● **Objectif fixé a**
Réécrivez sous forme de liste, s'il vous plaît, le paragraphe de l'extrait qui commence par « Dans sa nouvelle vie », en conservant ses faits principaux.

● **Extrait**
* * *

Plutôt que d’aller au cinéma ou au restau, ils préfèrent peaufiner leur décoration intérieure, cultiver leur potager, regarder des films ou même jouer à Final Fantasy.

On parle que des coussins du salon

Habituée à bourlinguer aux quatre coins de l’Europe et à écumer les bars de son quartier, Juliette, 33 ans, admet volontiers s’être repliée sur son noyau dur. « La pandémie m’a obligé à me poser des questions. Depuis, je ne veux pas passer du temps avec les mauvaises personnes et faire des choses que je n’aime pas.

Avec mon mari, on adore maintenant s’occuper de notre maison. On se délecte de choisir les objets qui vont meubler notre intérieur. On ne parle plus que des coussins du salon. Et c’est trop bien. » Elle rit, un peu effarée à cette idée, mais ne rougit pas de son obsession : « On en a 7 », affirme-t-elle avec un mélange de fierté et d’excitation. « On a passé beaucoup de temps à les choisir et à les assortir… » Elle s’étonne elle-même : « Franchement, qui a ce genre de réflexions ? Jamais avant on n’aurait discuté de coussins… Lequel est bien pour tenir mon bras quand je lis, lequel soutient ma tête quand je regarde un film… »

Dans sa nouvelle vie, les week-ends à Prague ont été remplacés par des draps en percale et un lit « qui a coûté une fortune », le budget soirées au restau a été investi dans un cadre de lit en bois déniché chez un antiquaire, la bière, par l’eau pétillante et la liste des bars à essayer par celles d’objets à acquérir pour agrémenter la maison. Aujourd’hui, Juliette n’hésite plus à se déclarer « sous l’eau » et à sortir d’autres excuses « plus ou moins valables » pour éviter les rendez-vous.

* * *

● **Données enregistrées**
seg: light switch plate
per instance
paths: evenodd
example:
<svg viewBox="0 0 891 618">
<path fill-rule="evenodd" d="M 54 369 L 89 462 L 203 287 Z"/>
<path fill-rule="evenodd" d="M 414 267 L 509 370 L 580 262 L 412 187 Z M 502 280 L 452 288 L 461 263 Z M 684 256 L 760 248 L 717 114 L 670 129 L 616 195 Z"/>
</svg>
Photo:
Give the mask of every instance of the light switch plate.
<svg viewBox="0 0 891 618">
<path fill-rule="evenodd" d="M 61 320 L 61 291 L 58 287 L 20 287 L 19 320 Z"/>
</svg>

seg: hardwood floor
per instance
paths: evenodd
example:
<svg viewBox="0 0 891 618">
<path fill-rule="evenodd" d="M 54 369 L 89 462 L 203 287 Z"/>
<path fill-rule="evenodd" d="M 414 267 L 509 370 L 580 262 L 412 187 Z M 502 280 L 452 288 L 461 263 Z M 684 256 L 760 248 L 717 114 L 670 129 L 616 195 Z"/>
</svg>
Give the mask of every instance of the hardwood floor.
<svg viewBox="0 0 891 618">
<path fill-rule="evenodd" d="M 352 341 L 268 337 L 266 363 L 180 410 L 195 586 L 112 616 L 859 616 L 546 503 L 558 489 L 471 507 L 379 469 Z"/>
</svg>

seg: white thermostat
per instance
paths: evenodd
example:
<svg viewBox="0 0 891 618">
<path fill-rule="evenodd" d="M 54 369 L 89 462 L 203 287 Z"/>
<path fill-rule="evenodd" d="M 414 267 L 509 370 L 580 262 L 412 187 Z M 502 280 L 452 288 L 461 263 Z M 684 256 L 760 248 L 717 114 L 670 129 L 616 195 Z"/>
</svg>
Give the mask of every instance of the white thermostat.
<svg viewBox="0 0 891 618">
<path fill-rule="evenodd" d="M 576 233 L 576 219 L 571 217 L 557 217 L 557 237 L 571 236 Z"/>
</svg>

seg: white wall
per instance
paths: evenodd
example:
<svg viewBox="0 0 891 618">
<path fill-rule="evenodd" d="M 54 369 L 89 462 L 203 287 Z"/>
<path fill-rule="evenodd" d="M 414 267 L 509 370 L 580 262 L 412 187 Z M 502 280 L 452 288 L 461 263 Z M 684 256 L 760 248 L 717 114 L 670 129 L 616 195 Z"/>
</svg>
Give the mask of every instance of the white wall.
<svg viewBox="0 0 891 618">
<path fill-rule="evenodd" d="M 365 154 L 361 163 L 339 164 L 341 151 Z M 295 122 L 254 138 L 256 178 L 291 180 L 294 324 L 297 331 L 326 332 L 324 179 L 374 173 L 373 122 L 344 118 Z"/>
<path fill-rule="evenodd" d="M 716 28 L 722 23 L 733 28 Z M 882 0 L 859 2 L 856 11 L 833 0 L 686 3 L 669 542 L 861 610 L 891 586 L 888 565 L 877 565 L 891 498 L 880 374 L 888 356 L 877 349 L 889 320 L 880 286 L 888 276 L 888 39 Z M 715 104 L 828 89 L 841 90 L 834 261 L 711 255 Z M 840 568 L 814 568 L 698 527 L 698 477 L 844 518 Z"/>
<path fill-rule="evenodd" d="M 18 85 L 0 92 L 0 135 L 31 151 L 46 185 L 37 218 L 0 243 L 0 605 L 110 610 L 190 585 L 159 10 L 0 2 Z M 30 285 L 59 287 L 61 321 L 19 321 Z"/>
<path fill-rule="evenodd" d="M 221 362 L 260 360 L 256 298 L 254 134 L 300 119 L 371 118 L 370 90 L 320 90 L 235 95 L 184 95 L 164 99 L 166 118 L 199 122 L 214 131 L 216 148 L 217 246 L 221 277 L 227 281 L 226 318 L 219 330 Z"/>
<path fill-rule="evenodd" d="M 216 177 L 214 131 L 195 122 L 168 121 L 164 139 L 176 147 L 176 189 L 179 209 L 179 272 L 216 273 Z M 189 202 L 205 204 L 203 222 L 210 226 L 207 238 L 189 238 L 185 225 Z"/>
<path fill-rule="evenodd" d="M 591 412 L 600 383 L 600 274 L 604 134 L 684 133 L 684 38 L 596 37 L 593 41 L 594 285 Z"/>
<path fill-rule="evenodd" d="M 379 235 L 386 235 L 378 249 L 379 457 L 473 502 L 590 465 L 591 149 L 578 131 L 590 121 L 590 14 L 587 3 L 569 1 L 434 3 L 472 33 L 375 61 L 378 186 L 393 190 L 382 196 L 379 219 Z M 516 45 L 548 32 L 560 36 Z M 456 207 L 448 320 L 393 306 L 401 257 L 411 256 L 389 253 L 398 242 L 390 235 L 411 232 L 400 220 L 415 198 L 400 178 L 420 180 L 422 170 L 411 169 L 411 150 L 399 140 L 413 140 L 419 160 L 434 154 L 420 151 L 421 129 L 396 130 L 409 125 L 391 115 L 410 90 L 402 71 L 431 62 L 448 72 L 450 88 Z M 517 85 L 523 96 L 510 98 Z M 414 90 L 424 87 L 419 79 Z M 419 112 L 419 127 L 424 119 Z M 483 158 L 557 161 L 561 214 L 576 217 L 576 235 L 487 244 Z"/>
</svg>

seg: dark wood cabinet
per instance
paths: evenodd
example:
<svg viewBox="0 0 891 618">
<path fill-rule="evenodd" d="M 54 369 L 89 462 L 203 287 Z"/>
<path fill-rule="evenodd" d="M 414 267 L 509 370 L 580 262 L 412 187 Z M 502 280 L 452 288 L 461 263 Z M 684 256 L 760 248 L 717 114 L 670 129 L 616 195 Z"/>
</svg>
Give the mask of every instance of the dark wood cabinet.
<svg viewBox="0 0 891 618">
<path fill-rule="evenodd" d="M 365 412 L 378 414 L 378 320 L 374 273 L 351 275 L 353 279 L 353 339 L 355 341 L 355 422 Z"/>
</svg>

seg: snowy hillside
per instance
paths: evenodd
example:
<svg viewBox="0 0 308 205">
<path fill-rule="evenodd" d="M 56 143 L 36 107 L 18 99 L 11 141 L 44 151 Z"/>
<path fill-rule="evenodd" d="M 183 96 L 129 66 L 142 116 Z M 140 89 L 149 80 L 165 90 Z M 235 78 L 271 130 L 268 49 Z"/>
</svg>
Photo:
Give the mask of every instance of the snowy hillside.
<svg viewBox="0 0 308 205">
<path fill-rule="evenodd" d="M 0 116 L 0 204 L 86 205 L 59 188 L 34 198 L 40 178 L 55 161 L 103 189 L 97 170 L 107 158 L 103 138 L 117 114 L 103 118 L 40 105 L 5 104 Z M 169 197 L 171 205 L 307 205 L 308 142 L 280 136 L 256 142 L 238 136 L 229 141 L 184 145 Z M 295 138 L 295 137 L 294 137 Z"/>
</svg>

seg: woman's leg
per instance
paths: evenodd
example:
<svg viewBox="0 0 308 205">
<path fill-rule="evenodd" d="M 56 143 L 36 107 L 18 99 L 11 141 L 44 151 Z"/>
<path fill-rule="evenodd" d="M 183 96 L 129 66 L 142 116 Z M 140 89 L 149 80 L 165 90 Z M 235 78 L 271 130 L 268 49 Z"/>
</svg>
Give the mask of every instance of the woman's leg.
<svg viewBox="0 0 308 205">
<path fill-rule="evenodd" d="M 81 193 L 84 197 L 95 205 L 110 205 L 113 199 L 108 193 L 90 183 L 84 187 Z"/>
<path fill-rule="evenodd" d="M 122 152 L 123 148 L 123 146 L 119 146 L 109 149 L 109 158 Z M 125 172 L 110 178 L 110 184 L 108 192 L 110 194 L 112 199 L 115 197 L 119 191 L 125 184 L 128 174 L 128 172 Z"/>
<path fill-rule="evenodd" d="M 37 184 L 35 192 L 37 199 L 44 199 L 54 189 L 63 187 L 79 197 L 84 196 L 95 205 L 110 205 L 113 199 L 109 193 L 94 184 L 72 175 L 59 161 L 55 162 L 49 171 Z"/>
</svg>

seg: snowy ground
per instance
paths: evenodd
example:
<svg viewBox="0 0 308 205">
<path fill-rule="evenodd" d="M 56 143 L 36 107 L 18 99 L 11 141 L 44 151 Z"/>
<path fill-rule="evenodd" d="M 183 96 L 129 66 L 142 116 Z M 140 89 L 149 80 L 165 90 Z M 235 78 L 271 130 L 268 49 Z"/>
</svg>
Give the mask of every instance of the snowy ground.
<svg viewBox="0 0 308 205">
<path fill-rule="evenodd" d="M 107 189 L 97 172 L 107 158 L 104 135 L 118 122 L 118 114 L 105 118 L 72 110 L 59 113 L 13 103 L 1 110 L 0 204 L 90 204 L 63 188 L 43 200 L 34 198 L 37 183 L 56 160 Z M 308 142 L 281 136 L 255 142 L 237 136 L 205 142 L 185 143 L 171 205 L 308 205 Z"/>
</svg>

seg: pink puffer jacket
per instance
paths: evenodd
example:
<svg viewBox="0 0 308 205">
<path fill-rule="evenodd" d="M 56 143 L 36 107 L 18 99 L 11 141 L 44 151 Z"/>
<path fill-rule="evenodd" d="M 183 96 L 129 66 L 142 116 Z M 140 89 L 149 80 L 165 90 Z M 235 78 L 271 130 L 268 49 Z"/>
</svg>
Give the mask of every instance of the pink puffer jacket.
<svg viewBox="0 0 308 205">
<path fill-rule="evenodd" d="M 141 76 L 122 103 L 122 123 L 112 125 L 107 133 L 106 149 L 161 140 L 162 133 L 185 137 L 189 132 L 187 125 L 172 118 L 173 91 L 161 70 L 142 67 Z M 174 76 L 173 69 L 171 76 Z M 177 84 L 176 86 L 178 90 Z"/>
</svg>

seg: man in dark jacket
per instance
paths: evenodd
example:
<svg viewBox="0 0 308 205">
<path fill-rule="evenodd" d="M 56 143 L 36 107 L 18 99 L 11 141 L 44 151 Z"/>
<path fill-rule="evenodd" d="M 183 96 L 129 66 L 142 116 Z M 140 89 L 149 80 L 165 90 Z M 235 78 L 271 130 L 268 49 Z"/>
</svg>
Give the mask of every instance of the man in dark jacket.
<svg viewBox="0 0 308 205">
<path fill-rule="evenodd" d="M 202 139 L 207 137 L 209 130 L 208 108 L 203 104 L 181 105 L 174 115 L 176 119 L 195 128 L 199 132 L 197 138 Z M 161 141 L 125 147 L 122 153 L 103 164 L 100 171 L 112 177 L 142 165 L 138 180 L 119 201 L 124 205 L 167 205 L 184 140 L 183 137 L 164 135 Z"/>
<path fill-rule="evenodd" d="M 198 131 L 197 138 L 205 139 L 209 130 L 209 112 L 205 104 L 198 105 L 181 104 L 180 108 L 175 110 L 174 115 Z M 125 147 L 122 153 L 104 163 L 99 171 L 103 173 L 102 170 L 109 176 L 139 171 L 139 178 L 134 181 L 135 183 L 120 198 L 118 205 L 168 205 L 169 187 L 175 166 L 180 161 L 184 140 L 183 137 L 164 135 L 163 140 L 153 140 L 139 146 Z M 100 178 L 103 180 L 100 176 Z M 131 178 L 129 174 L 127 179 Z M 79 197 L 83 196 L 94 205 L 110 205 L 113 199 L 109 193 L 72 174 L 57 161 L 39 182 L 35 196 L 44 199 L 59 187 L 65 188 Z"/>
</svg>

* * *

● **Objectif fixé b**
Comptez les lignes des entrées qui contiennent la chaîne « light », en respectant la casse, et donnez uniquement ce nombre.

● **Réponse rédigée a**
- Les week-ends à Prague ont laissé place à des draps en percale et à un lit qui a coûté une fortune.
- Le budget des soirées au restaurant a servi à acheter un cadre de lit en bois trouvé chez un antiquaire.
- L'eau pétillante a remplacé la bière.
- La liste des bars à essayer est devenue une liste d'objets à acquérir pour décorer la maison.
- Juliette se dit désormais « sous l'eau » et avance d'autres excuses « plus ou moins valables » pour éviter les rendez-vous.

● **Réponse rédigée b**
2